TASK PROMPT.
Please retype all of the lines below, character for character.

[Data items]
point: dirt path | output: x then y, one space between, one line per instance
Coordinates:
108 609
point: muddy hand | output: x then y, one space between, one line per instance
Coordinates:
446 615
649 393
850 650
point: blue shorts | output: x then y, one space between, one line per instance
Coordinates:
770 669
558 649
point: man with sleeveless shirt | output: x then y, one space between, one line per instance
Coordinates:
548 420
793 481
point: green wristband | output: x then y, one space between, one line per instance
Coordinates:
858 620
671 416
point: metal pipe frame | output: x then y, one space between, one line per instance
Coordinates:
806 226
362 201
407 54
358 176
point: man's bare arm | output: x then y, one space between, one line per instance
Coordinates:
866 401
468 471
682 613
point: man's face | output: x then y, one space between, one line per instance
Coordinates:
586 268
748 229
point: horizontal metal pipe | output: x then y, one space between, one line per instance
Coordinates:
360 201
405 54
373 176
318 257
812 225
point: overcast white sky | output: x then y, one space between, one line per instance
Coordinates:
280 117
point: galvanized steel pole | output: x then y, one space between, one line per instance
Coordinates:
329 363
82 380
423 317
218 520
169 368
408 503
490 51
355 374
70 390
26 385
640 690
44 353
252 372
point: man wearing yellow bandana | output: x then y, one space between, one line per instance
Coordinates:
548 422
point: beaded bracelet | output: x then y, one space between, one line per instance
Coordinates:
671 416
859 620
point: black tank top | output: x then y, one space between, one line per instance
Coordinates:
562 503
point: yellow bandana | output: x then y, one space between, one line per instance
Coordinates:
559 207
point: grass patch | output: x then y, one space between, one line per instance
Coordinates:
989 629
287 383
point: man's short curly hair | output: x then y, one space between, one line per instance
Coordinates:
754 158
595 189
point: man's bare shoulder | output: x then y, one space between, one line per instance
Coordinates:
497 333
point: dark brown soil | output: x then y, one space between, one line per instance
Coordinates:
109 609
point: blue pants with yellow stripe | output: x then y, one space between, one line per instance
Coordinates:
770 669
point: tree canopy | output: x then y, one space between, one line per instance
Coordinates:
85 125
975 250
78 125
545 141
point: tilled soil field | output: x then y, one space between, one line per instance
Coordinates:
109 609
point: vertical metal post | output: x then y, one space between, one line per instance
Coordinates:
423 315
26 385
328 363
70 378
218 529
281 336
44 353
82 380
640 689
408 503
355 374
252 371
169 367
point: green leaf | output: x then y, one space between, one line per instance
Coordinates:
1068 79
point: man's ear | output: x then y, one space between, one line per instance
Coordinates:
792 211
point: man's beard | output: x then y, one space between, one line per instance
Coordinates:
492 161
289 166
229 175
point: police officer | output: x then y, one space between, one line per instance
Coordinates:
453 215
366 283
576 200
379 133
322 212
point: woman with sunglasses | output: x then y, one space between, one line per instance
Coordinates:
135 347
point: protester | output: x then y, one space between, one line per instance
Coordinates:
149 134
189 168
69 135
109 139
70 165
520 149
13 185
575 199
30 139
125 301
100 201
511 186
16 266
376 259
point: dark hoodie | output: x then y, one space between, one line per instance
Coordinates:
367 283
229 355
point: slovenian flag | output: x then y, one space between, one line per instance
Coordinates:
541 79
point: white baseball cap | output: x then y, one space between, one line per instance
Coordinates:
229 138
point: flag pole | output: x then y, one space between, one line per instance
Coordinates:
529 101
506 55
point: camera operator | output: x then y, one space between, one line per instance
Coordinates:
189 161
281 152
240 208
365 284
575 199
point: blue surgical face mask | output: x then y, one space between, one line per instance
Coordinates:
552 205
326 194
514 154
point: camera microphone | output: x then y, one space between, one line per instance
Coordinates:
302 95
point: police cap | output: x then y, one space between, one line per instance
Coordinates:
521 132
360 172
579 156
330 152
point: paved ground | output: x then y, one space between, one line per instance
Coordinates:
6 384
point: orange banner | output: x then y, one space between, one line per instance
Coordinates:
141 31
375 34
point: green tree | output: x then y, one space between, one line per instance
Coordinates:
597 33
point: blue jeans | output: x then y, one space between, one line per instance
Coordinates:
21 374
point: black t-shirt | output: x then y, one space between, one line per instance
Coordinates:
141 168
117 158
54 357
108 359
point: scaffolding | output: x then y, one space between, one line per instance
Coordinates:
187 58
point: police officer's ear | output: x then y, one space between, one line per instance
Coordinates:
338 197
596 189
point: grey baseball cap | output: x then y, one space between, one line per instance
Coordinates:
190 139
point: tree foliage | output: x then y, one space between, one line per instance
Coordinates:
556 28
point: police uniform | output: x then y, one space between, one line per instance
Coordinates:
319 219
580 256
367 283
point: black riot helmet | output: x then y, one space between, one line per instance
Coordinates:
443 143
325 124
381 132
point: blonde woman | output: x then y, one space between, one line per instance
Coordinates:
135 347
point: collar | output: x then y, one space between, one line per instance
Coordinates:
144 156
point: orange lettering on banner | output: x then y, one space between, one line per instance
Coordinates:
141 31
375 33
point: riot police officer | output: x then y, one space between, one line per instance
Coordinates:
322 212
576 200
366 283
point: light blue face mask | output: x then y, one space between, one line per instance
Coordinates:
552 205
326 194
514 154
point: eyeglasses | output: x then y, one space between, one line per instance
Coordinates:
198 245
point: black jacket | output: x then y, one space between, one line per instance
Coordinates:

EXERCISE SOLUTION.
point: dirt path | output: x then y, one space between, one line per instance
Coordinates:
108 609
point: muddy hand | output: x then y, one space between, one line per instance
Coordinates:
446 615
649 393
850 650
point: blue shorts | output: x then y, one space between, one line per instance
Coordinates:
770 669
558 649
point: man with sleeveless shirt | output: x then y, one space between, one line per instance
Coordinates:
548 420
793 481
point: green wristband | output: x then y, one space between, one line per instance
Coordinates:
858 620
671 416
point: metal pipe frame | output: x then y, one space between, one line per instance
Coordinates:
806 226
362 201
407 54
358 176
point: man's bare arm | output: x then y, one space between, one line per instance
Coordinates:
866 401
468 471
682 613
point: man's face | output: x then y, one space between, one line per instance
Coordinates:
586 268
748 229
point: horizontal metal pipe | output: x then y, one space between, one line per instance
Coordinates:
360 201
405 54
373 176
318 257
812 225
point: overcast white sky | output: x then y, one space between, one line per instance
Coordinates:
280 117
point: galvanized steel pole | output: x then y, one space between, one line per instance
Coordinates:
329 363
82 380
423 317
218 520
169 368
408 503
490 51
355 374
70 390
26 385
640 690
44 353
252 372
point: man wearing yellow bandana | output: x then y, one space between, one line per instance
Coordinates:
548 422
point: beaded bracelet | output: x then y, one space between, one line per instance
Coordinates:
671 416
859 620
point: black tank top | output: x then y, one space between, one line per instance
Coordinates:
562 503
point: yellow bandana | output: x then y, one space between, one line per instance
Coordinates:
559 207
point: grass patch | output: x then y, one space between, one line per instance
Coordinates:
989 629
287 383
point: man's short curly hair | output: x then y, one space between, one line per instance
Coordinates:
754 158
595 189
point: man's bare shoulder | output: x then y, one space between, one line per instance
Coordinates:
497 333
point: dark brown soil | output: x then y, one space between, one line per instance
Coordinates:
109 609
point: blue pants with yellow stripe | output: x then y, one space between, one line per instance
Coordinates:
770 669
point: tree canopy | output: x then y, one space between, one line per instance
Coordinates:
85 125
975 250
78 125
545 141
point: tilled soil field | output: x then y, one space between, one line per instance
Coordinates:
109 609
point: vertical metal post | output: x then y, one space between, one line per instance
Coordinates:
423 315
26 385
328 363
70 378
218 529
281 336
44 353
82 380
640 689
408 503
355 374
252 371
169 367
point: green leaf | output: x then y, one space between, one line per instance
Coordinates:
1068 79
point: man's ear | output: x then y, one space between, one line per instance
Coordinates:
792 211
point: man's beard | output: x then y, one space between, one line per instance
Coordinates:
492 161
289 166
229 175
point: police officer | output: x then y, one space between, one line per instance
Coordinates:
453 215
366 283
576 200
379 133
322 212
point: woman with sunglasses | output: x then y, one space between, one line per instance
Coordinates:
135 347
point: protester | output: x then y, one space between, one line per instance
Coordinates:
149 134
189 168
69 135
109 139
70 165
520 149
13 185
575 199
30 139
125 301
100 201
511 186
16 266
376 259
point: dark hoodie | output: x then y, one space between, one line per instance
Coordinates:
367 283
229 355
point: slovenian flag | output: x then y, one space between, one line per instance
Coordinates:
541 79
point: white baseball cap | output: x then y, one space between, one line per instance
Coordinates:
229 138
point: flag pole | output: x then y, one space between, one line per instance
Coordinates:
529 101
506 55
point: camera operator | output: x then y, one space between, one line per instance
Coordinates:
189 161
281 152
240 208
365 284
575 199
point: blue surgical face mask | output: x then y, one space between, one line per instance
Coordinates:
552 205
326 194
514 154
point: camera microphone | output: x then y, one space between, one line per instance
Coordinates:
302 95
point: police cap | output: x then y, one space between, one line per instance
Coordinates:
521 132
360 172
579 156
330 152
point: paved ground | output: x then y, one space between, one line per instance
Coordinates:
6 384
point: orange banner | output: x then y, one space between, one line per instance
Coordinates:
141 31
375 34
point: green tree | output: x then y, one space between, one line per instance
Coordinates:
597 33
point: blue jeans | output: x then y, one space between, one line per instance
Coordinates:
21 374
point: black t-shirt | output: x then y, one space between, one line per instance
Coordinates:
141 168
117 158
54 357
108 359
point: scaffolding | output: x then y, one space between, one line per instance
Coordinates:
187 58
point: police officer's ear | output: x then y, one space between, one line per instance
Coordinates:
338 197
596 189
point: grey baseball cap | output: x then y, one space between, one line per instance
Coordinates:
190 139
point: tree foliage | output: x then y, one space between, one line per instance
Coordinates:
556 28
point: police uniform | output: x then y, one space between, one line per instance
Coordinates:
319 219
580 256
367 283
point: black riot helmet | output: x then y, one space between, one line per instance
Coordinates:
443 143
325 124
381 132
point: blonde woman | output: x then y, one space between, one line per instance
Coordinates:
135 347
point: collar | output: x then y, one space between, one line per instance
Coordinates:
144 156
point: orange lettering on banner | output: x then y, one space between, one line per instance
Coordinates:
141 31
375 33
point: riot police officer | output: x then y, one space between, one line per instance
Coordinates:
322 212
576 200
366 283
point: light blue face mask | output: x then y, one space between, one line per instance
Coordinates:
552 205
326 194
514 154
point: eyeglasses | output: x then y, one space between, one line per instance
Coordinates:
198 245
point: black jacket | output: x then y, one space between, one line per instance
Coordinates:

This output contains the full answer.